Information given:
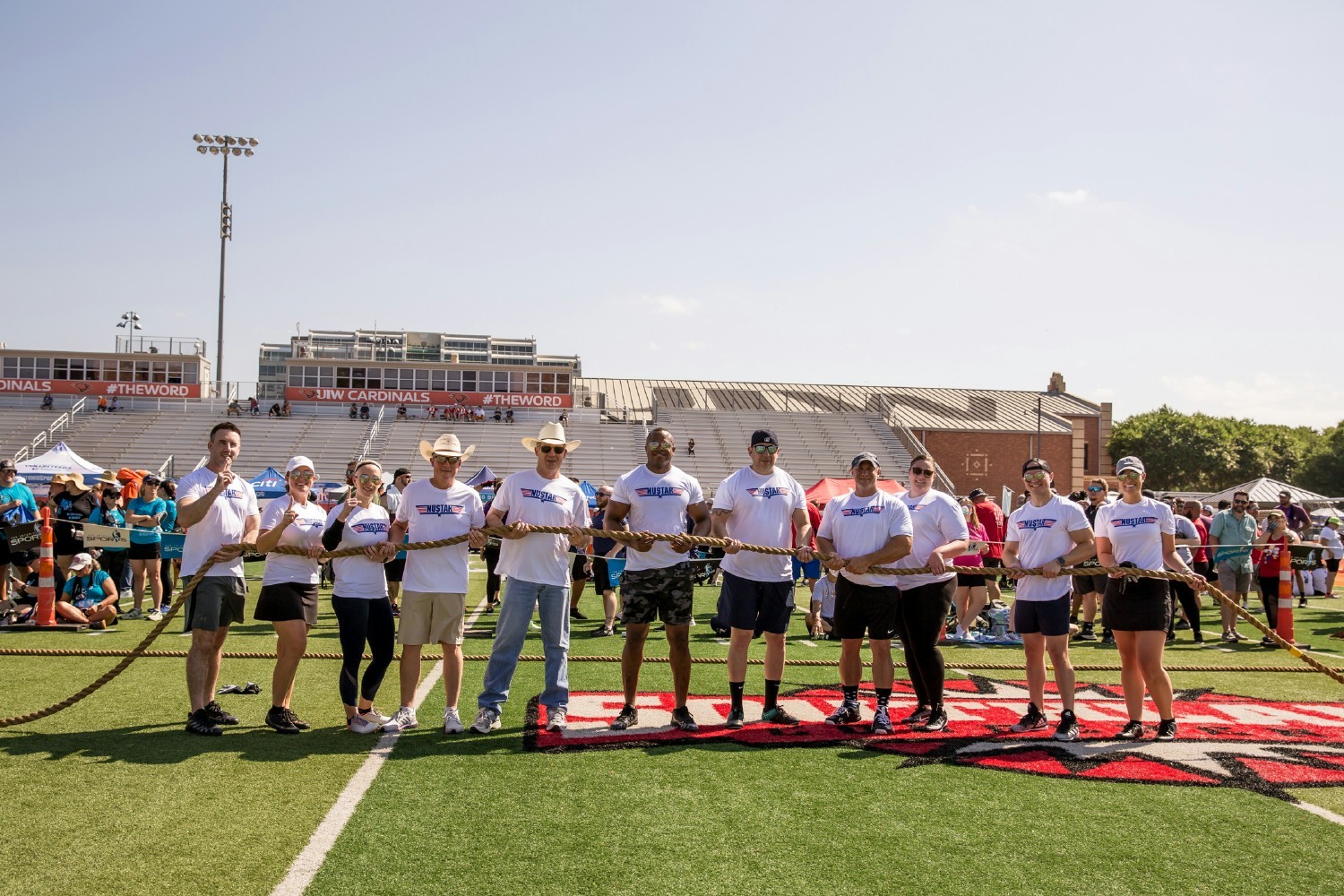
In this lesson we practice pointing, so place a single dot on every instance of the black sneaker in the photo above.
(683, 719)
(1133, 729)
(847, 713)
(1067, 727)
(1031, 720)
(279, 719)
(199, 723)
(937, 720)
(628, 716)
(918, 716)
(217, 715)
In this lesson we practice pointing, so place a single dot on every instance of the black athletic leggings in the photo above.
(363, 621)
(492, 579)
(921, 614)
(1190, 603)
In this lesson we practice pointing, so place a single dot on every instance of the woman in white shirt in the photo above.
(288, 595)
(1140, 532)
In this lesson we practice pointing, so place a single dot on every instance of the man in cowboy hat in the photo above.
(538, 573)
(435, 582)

Required work: Repeat only the stretch of lines that begins at the line containing "shirt in the photo above." and ends at the last line above, both included.

Task answer:
In this lesson we practice pointing, so place a single dot on every instance of the woman in white shirt in the photo above.
(288, 595)
(1140, 532)
In this lesson we practice pointing, so place a single dot on every instance of the man in cowboy hat in the photo above.
(538, 573)
(435, 582)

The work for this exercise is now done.